*Selected excerpt:*

Design and Synthesis of Novel Epigenetic Inhibitors Targeting Histone Deacetylases, DNA Methyltransferase 1, and Lysine Methyltransferase G9a with In Vivo Efficacy in Multiple Myeloma
- J Med Chem. 2021 Mar 25;64(6):3392-3426. doi: 10.1021/acs.jmedchem.0c02255.
- 1. Small Molecule Discovery Platform, Molecular Therapeutics Program, Center for Applied Medical Research (CIMA), University of Navarra, Avenida Pio XII 55, E-31008 Pamplona, Spain.
- 2. Area de Hemato-Oncología, IDISNA, CIBERONC, Center for Applied Medical Research (CIMA), University of Navarra, Avenida Pio XII 55, E-31008 Pamplona, Spain.
- 3. WuXi Apptec (Tianjin) Company Ltd., TEDA, No. 168 Nanhai Road, 10th Avenue, 300456 Tianjin, PR China.
- 4. Departmento de Hematología, Clínica Universidad de Navarra, University of Navarra, Avenida Pio XII 36, E-31008 Pamplona, Spain.
Concomitant inhibition of key epigenetic pathways involved in silencing tumor suppressor genes has been recognized as a promising strategy for Cancer therapy. Herein, we report a first-in-class series of quinoline-based analogues that simultaneously inhibit histone deacetylases (from a low nanomolar range) and DNA methyltransferase-1 (from a mid-nanomolar range, IC50 < 200 nM). Additionally, lysine methyltransferase G9a inhibitory activity is achieved (from a low nanomolar range) by introduction of a key lysine mimic group at the 7-position of the quinoline ring. The corresponding epigenetic functional cellular responses are observed: histone-3 acetylation, DNA hypomethylation, and decreased histone-3 methylation at lysine-9. These chemical probes, multitarget epigenetic inhibitors, were validated against the multiple myeloma cell line MM1.S, demonstrating promising in vitro activity of 12a (CM-444) with GI50 of 32 nM, an adequate therapeutic window (>1 log unit), and a suitable pharmacokinetic profile. In vivo, 12a achieved significant antitumor efficacy in a xenograft mouse model of human multiple myeloma.

*Exercise:* Rename "University of Navarra" as "Universidad de Navarra" in the stretch of the epigenetic inhibitor article from "Design and Synthesis" through "36, E-31008 Pamplona, Spain.", and give that stretch in full. The records play no part in this.

*Dataset extract:*
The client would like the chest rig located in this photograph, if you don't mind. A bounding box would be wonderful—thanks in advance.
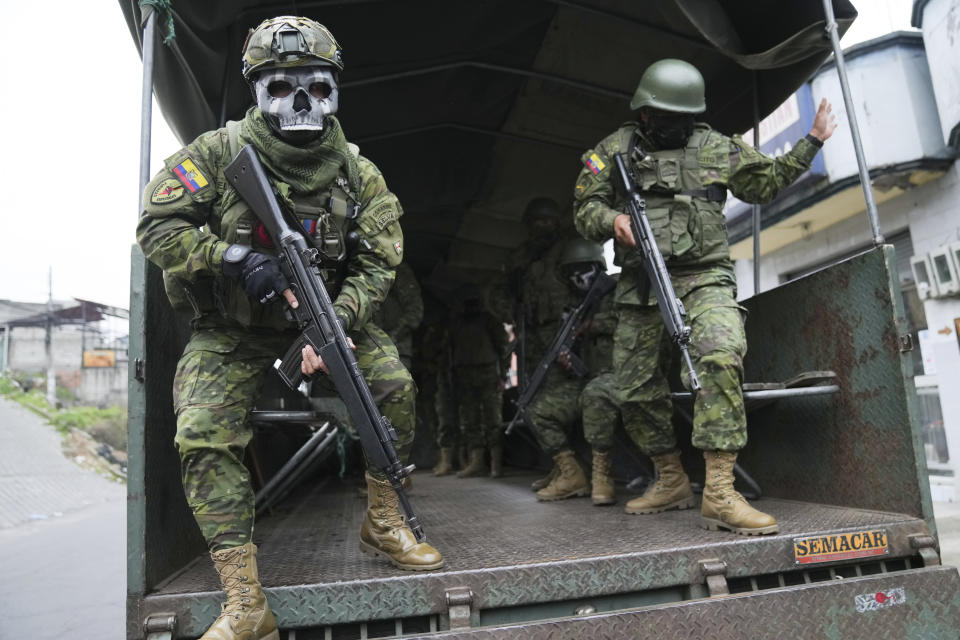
[201,122,360,329]
[619,124,729,265]
[218,122,360,284]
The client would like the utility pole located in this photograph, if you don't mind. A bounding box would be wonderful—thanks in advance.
[44,267,57,408]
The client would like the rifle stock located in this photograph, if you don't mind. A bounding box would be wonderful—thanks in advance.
[225,145,426,542]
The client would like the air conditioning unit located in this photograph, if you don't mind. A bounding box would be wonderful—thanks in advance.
[930,246,960,296]
[910,254,940,300]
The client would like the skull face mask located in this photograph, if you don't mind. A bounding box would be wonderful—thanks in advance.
[254,67,340,137]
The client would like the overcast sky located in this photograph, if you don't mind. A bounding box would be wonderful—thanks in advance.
[0,0,912,308]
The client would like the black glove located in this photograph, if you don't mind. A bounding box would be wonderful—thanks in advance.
[223,244,290,304]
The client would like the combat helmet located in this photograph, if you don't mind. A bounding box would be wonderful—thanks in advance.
[558,236,607,293]
[243,16,343,81]
[630,58,707,113]
[559,237,607,271]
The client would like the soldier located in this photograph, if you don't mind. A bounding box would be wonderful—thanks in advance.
[137,16,443,640]
[450,284,507,478]
[372,262,423,370]
[490,198,590,492]
[413,302,457,476]
[574,59,836,535]
[560,238,620,506]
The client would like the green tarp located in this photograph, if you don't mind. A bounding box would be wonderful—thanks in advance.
[120,0,856,291]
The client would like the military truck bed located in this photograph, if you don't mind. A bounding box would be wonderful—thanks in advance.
[137,472,952,639]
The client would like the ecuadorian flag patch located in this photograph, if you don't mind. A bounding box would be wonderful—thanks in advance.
[173,158,210,193]
[587,153,607,175]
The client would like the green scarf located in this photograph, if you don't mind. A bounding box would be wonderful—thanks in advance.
[239,106,360,194]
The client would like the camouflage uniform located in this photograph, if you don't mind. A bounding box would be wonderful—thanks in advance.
[502,238,585,456]
[373,262,423,369]
[450,311,507,450]
[413,315,456,447]
[578,295,620,453]
[574,123,818,455]
[137,107,414,550]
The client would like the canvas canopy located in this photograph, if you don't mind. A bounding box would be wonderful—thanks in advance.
[120,0,856,293]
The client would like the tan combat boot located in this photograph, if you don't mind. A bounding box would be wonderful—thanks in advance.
[200,542,280,640]
[700,451,780,536]
[590,449,617,505]
[530,462,557,491]
[433,447,453,476]
[457,449,487,478]
[624,451,696,514]
[537,449,590,502]
[360,473,443,571]
[490,446,503,478]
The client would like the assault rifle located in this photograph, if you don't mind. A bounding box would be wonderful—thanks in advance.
[614,153,700,394]
[506,273,617,434]
[225,145,425,542]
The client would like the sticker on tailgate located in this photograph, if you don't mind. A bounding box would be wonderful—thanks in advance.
[793,531,889,564]
[853,587,907,613]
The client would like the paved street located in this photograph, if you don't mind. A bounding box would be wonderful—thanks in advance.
[0,398,126,640]
[0,398,960,640]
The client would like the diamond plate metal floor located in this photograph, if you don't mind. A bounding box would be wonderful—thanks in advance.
[152,472,925,595]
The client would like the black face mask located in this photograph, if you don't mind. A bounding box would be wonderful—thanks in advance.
[643,113,693,149]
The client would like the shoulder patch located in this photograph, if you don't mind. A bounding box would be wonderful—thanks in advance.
[150,178,183,204]
[173,158,210,193]
[585,153,607,175]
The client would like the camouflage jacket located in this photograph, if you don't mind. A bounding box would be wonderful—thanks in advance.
[574,123,818,305]
[373,262,423,358]
[137,107,403,330]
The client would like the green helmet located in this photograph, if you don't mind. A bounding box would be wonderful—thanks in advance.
[560,238,607,270]
[523,198,560,224]
[630,58,707,113]
[243,16,343,80]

*Task answer:*
Design and Synthesis of Novel Epigenetic Inhibitors Targeting Histone Deacetylases, DNA Methyltransferase 1, and Lysine Methyltransferase G9a with In Vivo Efficacy in Multiple Myeloma
- J Med Chem. 2021 Mar 25;64(6):3392-3426. doi: 10.1021/acs.jmedchem.0c02255.
- 1. Small Molecule Discovery Platform, Molecular Therapeutics Program, Center for Applied Medical Research (CIMA), Universidad de Navarra, Avenida Pio XII 55, E-31008 Pamplona, Spain.
- 2. Area de Hemato-Oncología, IDISNA, CIBERONC, Center for Applied Medical Research (CIMA), Universidad de Navarra, Avenida Pio XII 55, E-31008 Pamplona, Spain.
- 3. WuXi Apptec (Tianjin) Company Ltd., TEDA, No. 168 Nanhai Road, 10th Avenue, 300456 Tianjin, PR China.
- 4. Departmento de Hematología, Clínica Universidad de Navarra, Universidad de Navarra, Avenida Pio XII 36, E-31008 Pamplona, Spain.